▸ **WHAT THE TASK ASKS**
Take the listing and print it in full, exactly as given.

Point placement records
▼▼▼

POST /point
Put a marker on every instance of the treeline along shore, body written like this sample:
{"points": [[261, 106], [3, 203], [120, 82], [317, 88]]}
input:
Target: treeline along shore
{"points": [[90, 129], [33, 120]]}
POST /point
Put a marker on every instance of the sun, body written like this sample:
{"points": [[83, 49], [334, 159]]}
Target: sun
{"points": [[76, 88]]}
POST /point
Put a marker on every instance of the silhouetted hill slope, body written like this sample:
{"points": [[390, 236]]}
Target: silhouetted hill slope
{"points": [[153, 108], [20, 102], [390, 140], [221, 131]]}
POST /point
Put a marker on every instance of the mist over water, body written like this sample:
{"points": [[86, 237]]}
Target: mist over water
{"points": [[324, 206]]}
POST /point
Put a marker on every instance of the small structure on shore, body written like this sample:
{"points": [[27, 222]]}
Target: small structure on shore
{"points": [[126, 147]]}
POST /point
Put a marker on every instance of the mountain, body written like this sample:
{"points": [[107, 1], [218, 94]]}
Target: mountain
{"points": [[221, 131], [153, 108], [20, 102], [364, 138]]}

▲▲▲

▸ **SOLUTION TO THE EXERCISE**
POST /point
Put a marker on every instance of the treeline along shore, body written like this sample:
{"points": [[261, 106], [3, 203], [120, 82], [317, 88]]}
input:
Target: treeline along shore
{"points": [[90, 129], [33, 120]]}
POST /point
Put a marker on every instance of the sun, body written like this sample:
{"points": [[83, 49], [334, 159]]}
Target: sun
{"points": [[76, 88]]}
POST /point
Put a marker on every instance of the silhouetted hill slope, body written like this sample:
{"points": [[390, 236]]}
Target: silhouetted hill slope
{"points": [[153, 108], [20, 102], [390, 140], [221, 131]]}
POST /point
Put a marker on every instance of the mist over water, body written like this sample:
{"points": [[86, 237]]}
Target: mist over water
{"points": [[324, 206]]}
POST /point
Put a marker on every instance of the small structure on shore, body written like this sample:
{"points": [[27, 222]]}
Target: small structure on shore
{"points": [[126, 147]]}
POST /point
Put a marker on every instance of the mountain, body written like this sample:
{"points": [[107, 1], [218, 94]]}
Target: mountain
{"points": [[221, 131], [153, 108], [20, 102], [364, 138]]}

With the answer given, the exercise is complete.